> PASSAGE SHOWN
=======
Returns a sample of rows from the specified table.
The agent uses this to understand actual data content and patterns.

In [34]:
def sample_table(reasoning: str, table_name: str, row_sample_size: int) -> str:
    """Returns a sample of rows from the specified table.

    The agent uses this to understand actual data content and patterns.

    Args:
        reasoning: Explanation of why we're sampling this table
        table_name: Name of table to sample from
        row_sample_size: Number of rows to sample aim for 3-5 rows

    Returns:
        String containing sample rows in readable format
    """
    try:
        # Use the global connection to select sample rows
        result = DB_CONN.execute(
            f"SELECT * FROM {table_name} LIMIT {row_sample_size}"
        ).fetchall()

        # Get column names for context
        columns = DB_CONN.execute(
            f"SELECT column_name FROM information_schema.columns WHERE table_name = '{table_name}'"
        ).fetchall()
        column_names = [col[0] for col in columns]

        # Format the output with column names and data
        header = str(column_names)
=======
> EXCERPTED RECORDS
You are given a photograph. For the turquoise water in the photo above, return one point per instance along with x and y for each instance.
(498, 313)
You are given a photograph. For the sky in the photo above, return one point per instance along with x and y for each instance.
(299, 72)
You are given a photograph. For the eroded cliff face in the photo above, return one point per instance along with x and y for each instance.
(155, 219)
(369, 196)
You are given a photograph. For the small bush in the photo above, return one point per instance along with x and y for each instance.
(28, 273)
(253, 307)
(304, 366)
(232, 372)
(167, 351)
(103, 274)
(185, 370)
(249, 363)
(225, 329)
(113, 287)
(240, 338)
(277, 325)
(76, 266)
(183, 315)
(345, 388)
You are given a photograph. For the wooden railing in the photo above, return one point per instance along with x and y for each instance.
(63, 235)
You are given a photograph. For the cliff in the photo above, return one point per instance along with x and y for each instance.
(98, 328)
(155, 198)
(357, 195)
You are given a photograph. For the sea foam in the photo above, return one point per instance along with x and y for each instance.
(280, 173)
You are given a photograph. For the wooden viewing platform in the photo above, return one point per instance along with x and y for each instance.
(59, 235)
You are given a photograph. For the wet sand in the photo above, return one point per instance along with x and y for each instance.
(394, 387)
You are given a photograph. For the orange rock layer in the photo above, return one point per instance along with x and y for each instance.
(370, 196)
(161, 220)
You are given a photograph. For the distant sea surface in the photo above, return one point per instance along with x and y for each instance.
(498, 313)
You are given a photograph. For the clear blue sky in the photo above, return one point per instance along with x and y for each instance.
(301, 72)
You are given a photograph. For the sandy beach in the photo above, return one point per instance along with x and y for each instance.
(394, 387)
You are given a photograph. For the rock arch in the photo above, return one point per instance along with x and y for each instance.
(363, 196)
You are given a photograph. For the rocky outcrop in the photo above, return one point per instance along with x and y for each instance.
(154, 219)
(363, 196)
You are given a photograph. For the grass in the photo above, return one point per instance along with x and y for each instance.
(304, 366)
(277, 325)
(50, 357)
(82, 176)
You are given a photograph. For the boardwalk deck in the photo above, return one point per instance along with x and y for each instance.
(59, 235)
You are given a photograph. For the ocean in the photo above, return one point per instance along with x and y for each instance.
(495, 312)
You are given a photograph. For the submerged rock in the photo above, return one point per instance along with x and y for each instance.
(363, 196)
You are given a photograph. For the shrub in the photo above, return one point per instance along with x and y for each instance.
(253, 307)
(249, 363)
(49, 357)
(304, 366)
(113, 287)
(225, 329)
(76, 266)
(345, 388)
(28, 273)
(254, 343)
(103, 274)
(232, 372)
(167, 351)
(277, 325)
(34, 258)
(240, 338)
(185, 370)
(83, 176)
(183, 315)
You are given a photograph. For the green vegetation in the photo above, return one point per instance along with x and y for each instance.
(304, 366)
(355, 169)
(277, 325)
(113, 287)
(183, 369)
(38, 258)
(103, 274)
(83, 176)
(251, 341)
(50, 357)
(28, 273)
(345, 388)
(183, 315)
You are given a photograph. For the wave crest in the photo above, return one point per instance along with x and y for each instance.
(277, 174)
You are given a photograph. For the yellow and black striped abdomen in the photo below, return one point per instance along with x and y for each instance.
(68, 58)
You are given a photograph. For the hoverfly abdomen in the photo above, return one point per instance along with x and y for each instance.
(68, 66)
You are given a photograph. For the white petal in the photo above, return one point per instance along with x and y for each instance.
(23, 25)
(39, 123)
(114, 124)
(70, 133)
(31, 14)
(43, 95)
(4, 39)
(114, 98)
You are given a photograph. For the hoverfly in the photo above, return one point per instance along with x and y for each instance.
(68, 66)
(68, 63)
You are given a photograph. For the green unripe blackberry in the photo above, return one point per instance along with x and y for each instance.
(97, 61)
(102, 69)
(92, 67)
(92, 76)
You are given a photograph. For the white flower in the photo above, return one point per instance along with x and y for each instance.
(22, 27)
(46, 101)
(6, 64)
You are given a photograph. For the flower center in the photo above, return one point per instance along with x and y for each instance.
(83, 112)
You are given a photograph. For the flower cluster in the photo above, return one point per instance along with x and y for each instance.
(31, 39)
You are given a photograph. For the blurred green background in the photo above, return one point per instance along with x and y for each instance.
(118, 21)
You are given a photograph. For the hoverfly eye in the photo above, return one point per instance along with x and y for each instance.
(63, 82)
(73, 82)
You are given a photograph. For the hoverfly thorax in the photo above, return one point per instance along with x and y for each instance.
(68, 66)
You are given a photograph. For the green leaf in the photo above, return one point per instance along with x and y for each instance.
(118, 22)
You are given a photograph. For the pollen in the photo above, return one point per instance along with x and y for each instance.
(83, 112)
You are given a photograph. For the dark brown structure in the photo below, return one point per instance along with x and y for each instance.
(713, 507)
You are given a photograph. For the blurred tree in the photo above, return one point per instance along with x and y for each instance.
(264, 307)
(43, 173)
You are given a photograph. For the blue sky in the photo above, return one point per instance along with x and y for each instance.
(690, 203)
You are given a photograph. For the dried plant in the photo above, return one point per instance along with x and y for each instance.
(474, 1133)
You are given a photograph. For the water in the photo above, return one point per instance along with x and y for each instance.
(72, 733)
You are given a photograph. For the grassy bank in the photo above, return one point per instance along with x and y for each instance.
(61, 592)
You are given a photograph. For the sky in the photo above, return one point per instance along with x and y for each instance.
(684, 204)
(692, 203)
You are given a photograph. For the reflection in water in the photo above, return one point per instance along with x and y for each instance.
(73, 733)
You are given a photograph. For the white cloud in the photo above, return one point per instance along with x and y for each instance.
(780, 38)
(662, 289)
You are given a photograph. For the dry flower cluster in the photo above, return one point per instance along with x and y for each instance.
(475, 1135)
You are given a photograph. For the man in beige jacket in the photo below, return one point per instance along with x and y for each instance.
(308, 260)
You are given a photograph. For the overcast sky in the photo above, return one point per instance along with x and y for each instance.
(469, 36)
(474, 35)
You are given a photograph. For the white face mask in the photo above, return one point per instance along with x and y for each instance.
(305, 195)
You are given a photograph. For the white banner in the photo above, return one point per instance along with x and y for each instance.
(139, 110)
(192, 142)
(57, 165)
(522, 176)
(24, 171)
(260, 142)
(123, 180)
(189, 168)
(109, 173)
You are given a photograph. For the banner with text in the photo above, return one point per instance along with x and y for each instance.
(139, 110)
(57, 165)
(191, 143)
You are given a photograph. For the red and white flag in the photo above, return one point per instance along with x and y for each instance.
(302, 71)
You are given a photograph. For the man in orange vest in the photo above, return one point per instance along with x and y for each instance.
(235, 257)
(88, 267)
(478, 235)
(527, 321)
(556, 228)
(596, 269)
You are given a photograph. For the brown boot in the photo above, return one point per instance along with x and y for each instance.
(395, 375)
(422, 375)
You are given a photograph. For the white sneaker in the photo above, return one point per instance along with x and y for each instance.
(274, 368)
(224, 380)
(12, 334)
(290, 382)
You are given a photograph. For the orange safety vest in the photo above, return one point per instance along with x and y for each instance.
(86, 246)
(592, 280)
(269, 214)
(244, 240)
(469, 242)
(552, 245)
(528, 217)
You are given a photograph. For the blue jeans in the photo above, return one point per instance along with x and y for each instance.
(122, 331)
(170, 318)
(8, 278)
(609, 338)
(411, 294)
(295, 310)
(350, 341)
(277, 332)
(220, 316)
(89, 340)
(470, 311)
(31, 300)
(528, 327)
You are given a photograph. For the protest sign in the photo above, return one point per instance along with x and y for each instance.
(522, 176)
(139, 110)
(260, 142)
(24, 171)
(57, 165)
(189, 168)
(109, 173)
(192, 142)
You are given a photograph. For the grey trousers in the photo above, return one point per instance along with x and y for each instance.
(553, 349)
=======
> BRIEF
In the passage on the sample_table function, how many rows should row_sample_size aim for?

> EXERCISE ANSWER
It should aim for 3 to 5 rows.